> [REQUEST]
Gather and copy out every line below that contains the word "storm".

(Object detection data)
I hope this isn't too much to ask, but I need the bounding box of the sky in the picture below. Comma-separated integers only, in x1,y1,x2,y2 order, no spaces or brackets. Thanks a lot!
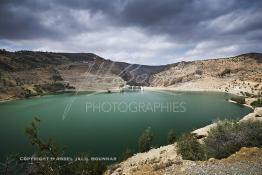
0,0,262,65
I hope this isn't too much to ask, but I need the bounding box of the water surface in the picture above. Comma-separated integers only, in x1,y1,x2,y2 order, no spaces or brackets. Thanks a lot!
0,91,251,161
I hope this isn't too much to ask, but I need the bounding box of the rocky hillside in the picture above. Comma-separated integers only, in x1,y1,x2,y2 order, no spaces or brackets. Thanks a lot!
0,50,164,100
149,53,262,94
105,144,262,175
0,50,262,100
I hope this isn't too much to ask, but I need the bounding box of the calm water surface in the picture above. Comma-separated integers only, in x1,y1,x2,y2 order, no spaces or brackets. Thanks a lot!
0,91,254,161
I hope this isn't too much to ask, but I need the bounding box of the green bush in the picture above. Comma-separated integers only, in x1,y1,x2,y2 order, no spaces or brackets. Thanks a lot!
167,129,176,144
177,133,205,160
138,127,154,152
231,97,246,104
119,148,134,162
251,98,262,107
204,120,262,159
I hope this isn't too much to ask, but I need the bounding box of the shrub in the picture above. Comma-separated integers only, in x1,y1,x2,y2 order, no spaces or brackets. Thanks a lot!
138,127,154,152
167,129,176,144
204,120,262,159
177,133,205,160
231,97,246,104
251,98,262,107
119,148,134,162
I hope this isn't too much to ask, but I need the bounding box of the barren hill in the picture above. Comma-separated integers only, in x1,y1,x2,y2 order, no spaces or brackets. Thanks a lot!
0,50,262,100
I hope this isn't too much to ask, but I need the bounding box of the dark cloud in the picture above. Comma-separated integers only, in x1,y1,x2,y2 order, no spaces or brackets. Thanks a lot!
0,0,262,64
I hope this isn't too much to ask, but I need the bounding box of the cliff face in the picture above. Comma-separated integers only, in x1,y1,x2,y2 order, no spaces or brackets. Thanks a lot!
0,50,262,100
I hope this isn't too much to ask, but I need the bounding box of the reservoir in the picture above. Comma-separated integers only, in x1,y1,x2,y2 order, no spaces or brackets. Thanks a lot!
0,91,252,160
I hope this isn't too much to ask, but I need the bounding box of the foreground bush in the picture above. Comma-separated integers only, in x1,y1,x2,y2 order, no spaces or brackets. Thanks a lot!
251,98,262,107
167,129,176,144
138,127,154,152
23,118,106,175
177,133,205,160
230,97,246,104
204,120,262,159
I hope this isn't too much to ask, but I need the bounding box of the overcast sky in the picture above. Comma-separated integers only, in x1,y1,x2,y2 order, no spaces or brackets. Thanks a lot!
0,0,262,65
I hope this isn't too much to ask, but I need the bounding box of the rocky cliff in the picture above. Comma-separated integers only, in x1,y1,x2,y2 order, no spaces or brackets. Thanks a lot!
0,50,262,100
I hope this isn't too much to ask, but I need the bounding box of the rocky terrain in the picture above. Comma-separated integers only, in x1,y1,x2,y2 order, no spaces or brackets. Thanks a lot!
0,50,262,100
105,144,262,175
105,107,262,175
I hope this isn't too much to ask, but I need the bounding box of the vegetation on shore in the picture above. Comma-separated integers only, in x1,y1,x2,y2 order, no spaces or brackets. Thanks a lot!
177,120,262,160
230,96,246,104
21,118,106,175
251,98,262,107
138,127,154,152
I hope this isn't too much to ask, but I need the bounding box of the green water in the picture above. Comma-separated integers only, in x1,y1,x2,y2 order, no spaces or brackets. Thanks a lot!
0,91,251,161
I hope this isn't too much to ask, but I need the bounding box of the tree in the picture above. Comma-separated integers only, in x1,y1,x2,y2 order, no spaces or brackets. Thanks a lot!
138,127,154,152
167,129,176,144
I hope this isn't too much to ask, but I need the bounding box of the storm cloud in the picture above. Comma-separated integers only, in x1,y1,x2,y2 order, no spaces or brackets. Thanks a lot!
0,0,262,64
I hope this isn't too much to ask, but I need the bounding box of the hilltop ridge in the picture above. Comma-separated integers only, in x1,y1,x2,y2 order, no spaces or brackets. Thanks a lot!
0,50,262,100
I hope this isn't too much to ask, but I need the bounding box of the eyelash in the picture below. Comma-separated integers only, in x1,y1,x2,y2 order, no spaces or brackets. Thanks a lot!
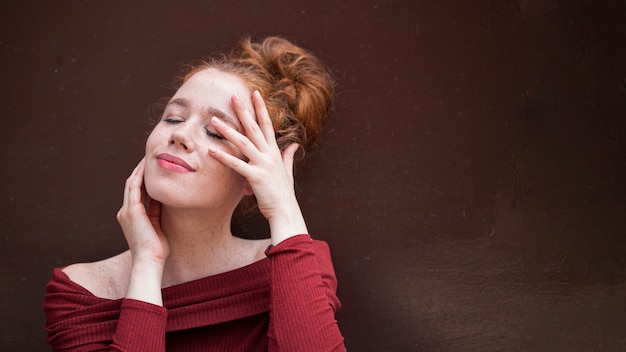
163,118,226,141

> [PROBLEM SOLUTION]
I hope this isn't too much to ask, but I need the bounding box of the storm cloud in the picture above. Comma-separated integers only, in x1,y1,x2,y2 order, no spaces or brackets. Thanks a lot!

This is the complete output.